=== GIVEN RECORDS ===

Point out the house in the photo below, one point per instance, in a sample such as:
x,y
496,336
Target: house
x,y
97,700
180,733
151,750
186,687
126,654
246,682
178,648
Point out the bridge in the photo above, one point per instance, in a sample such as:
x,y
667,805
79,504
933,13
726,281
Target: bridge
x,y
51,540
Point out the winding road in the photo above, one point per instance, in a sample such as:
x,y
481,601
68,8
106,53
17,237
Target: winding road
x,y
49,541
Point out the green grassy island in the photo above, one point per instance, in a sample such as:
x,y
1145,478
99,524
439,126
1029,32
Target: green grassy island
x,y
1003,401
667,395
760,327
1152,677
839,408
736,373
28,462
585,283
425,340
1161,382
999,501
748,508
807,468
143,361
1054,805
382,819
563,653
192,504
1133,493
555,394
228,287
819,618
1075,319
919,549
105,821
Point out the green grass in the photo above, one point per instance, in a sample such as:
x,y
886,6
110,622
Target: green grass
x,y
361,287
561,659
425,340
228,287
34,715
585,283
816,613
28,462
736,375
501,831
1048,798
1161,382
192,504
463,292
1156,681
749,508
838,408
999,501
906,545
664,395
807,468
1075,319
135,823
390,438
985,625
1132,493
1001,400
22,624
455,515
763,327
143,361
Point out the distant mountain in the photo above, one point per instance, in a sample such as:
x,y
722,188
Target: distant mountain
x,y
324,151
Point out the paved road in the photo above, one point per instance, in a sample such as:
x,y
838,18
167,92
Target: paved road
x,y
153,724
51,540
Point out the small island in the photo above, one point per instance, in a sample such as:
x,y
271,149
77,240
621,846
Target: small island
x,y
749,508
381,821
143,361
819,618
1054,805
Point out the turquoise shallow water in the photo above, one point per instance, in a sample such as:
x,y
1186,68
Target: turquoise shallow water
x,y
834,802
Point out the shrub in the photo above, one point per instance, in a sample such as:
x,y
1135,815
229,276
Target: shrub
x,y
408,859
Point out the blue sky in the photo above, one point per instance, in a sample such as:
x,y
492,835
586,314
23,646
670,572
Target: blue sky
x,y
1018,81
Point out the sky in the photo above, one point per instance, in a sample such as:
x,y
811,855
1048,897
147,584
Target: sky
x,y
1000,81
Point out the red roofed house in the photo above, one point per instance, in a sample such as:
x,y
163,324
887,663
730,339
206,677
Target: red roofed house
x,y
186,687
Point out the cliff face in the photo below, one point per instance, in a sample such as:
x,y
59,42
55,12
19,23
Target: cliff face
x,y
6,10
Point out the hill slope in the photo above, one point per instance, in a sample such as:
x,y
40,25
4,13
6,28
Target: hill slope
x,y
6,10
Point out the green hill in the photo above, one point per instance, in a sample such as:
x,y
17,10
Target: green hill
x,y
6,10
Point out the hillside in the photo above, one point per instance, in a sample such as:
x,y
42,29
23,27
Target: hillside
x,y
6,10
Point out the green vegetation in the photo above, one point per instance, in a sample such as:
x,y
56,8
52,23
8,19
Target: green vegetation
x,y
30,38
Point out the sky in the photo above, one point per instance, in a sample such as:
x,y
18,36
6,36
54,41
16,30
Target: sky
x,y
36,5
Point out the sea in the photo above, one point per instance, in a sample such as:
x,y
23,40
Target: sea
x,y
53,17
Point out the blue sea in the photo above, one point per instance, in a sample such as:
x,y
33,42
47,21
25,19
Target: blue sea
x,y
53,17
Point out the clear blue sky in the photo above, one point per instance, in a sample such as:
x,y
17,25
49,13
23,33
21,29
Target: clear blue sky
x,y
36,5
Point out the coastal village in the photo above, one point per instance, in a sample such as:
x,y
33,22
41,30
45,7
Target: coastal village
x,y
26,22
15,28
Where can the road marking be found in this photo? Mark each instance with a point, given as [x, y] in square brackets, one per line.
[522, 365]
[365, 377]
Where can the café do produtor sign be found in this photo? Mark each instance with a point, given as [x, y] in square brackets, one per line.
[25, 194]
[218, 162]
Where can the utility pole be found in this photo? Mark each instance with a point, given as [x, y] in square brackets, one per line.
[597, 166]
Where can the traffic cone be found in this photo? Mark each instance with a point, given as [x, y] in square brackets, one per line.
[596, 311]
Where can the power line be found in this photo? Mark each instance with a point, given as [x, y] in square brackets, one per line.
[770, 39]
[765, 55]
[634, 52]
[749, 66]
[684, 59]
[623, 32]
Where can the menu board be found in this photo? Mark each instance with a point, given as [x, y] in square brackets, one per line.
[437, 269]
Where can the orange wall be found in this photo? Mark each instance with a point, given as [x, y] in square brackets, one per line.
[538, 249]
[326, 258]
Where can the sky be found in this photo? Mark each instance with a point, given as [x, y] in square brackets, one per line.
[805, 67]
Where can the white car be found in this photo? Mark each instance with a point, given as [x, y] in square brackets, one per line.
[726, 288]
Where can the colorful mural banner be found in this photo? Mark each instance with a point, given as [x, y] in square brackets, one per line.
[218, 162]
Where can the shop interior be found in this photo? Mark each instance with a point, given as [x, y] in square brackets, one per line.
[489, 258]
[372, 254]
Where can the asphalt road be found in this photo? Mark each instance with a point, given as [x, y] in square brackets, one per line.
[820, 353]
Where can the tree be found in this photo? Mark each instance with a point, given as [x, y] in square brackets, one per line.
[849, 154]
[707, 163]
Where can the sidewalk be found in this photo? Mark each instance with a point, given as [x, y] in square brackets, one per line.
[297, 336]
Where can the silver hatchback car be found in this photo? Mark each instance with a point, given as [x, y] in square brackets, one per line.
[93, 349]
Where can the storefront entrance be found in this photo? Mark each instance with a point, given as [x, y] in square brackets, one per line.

===

# TASK ITEM:
All the data above is to be given again, exactly.

# RESPONSE:
Point out the house in the photo below, one point per instance, in a sample such as:
x,y
496,336
Target: house
x,y
97,700
180,733
151,750
186,687
126,654
246,682
178,648
Point out the bridge in the photo above, one point per instance, in a sample such as:
x,y
667,805
79,504
933,13
726,281
Target: bridge
x,y
51,540
Point out the winding road in the photo above, one point per instance, in a sample such as:
x,y
481,601
68,8
106,53
17,237
Target: winding road
x,y
49,541
Point out the green grassy island in the photo above, one point per instance, in a sample such as:
x,y
1145,478
99,524
439,126
1029,32
Target: green grassy island
x,y
1003,401
667,395
760,327
1152,677
839,408
736,373
28,462
585,283
425,340
1161,382
999,501
748,508
807,468
143,361
1054,805
382,819
563,653
192,504
1133,493
555,394
228,287
819,618
1075,319
919,549
105,821
Point out the green grass in the photo above, one point per instance, in a sample such as:
x,y
886,6
110,622
Target: green grass
x,y
361,287
561,659
425,340
228,287
34,715
585,283
816,613
28,462
736,375
501,831
1048,798
1161,382
192,504
463,292
1156,681
749,508
838,408
999,501
906,545
664,395
807,468
1075,319
135,823
390,438
985,625
1132,493
1001,400
22,624
455,515
763,327
143,361
Point out the distant mountain in the photo above, one point per instance, in a sample such as:
x,y
722,188
Target: distant mountain
x,y
324,151
Point out the paved road in the photo above, one point per instance, in a sample such as:
x,y
838,18
167,92
Target: paved road
x,y
153,724
51,540
Point out the small island in the photo above, one point per instance, in a sample such as:
x,y
271,149
77,240
621,846
Target: small island
x,y
749,508
381,821
143,361
819,618
1054,805
Point out the turquoise shallow water in the photo above, one point per instance, in a sample such as:
x,y
1186,68
Target: turquoise shallow water
x,y
834,802
Point out the shrub in the photo above, one point per instance, in a sample such as:
x,y
1135,815
229,276
Target: shrub
x,y
408,859
Point out the blue sky in the photo above, one point per instance, in a sample such as:
x,y
492,835
586,314
23,646
670,572
Target: blue sky
x,y
1018,81
Point out the sky in the photo above, one point per instance, in a sample such as:
x,y
811,855
1048,897
147,584
Target: sky
x,y
1000,81
Point out the red roofed house in the photo above, one point per instance, in a sample such as:
x,y
163,324
887,663
730,339
206,677
Target: red roofed house
x,y
186,687
Point out the cliff face in the photo below, one point per instance, in a sample such as:
x,y
59,42
55,12
19,23
Target: cliff face
x,y
6,10
Point out the hill slope in the photo above, one point per instance, in a sample such as:
x,y
40,25
4,13
6,28
Target: hill slope
x,y
6,10
Point out the green hill in the photo above, one point per instance, in a sample such as:
x,y
17,10
Target: green hill
x,y
6,10
Point out the hillside in the photo above, one point per instance, in a sample such as:
x,y
42,29
23,27
Target: hillside
x,y
6,10
Point out the green vegetation in the photo above, one point per instance, in a sample such as:
x,y
56,8
52,23
8,19
Target: green vegetation
x,y
30,38
Point out the sky in the photo above, one point per instance, in a sample such as:
x,y
18,36
6,36
54,41
16,30
Target: sky
x,y
36,5
Point out the sea in the photo above, one point per instance, in a sample such as:
x,y
23,40
Target: sea
x,y
53,17
Point out the blue sea in the photo above, one point per instance, in a sample such as:
x,y
33,42
47,21
25,19
Target: blue sea
x,y
53,17
Point out the clear blue sky in the photo above, one point per instance, in a sample such as:
x,y
17,25
49,13
23,33
21,29
Target: clear blue sky
x,y
36,5
Point out the coastal village in the photo above, one point per instance, in a sample such as:
x,y
33,22
41,30
45,7
Target: coastal village
x,y
26,22
15,28
Where can the road marking be found in this photo? Mark each instance with a point, given as [x, y] in square brackets, one per line.
[522, 365]
[365, 377]
Where can the café do produtor sign be found in this photo? Mark each instance with a point, given as [x, y] in square brackets, one per line.
[25, 194]
[218, 162]
Where can the utility pole be found in this photo? Mark each instance with a point, given as [x, y] in square brackets, one per line.
[597, 166]
Where can the traffic cone be found in this photo? Mark each instance with a point, given as [x, y] in square brackets, one per line.
[596, 311]
Where can the power line be found in this photo? Mark each instance with a point, given as [x, y] in square brackets, one per line.
[770, 39]
[765, 55]
[634, 52]
[749, 66]
[684, 59]
[623, 32]
Where can the menu board be found in this photo? Mark each instance with a point, given as [x, y] in square brackets, one per line.
[437, 269]
Where can the orange wall be found in this photo? Mark each instance with a point, given as [x, y] in square brackets, one per line.
[538, 249]
[326, 258]
Where can the sky be found in this photo? Mark each instance with a point, given as [x, y] in square brackets, one per line.
[805, 67]
Where can the white car be found in this photo? Mark each instance with a point, given as [x, y] in square brackets, one per line.
[726, 288]
Where can the colorful mural banner be found in this photo? Mark each instance with a point, given as [x, y] in square brackets, one per line.
[218, 162]
Where can the shop interior be found in this photo? Mark each instance with a point, given as [x, y] in square brackets, one per line.
[489, 258]
[372, 254]
Where can the asphalt road be found in this photo? Mark each instance with a point, given as [x, y] in square brackets, one per line.
[820, 353]
Where can the tree be found in this photo? Mark each instance with a point, given as [x, y] in square brackets, one per line.
[849, 154]
[707, 163]
Where can the sidewalk be found in this photo? Mark each instance with a point, given as [x, y] in square brackets, one per line.
[297, 336]
Where can the silver hatchback car be found in this photo? Mark each instance with a point, given as [x, y] in square brackets, one per line.
[93, 349]
Where can the storefront entrance be found in this photo? Mark each instance with a point, given as [x, y] in square brackets, one per line.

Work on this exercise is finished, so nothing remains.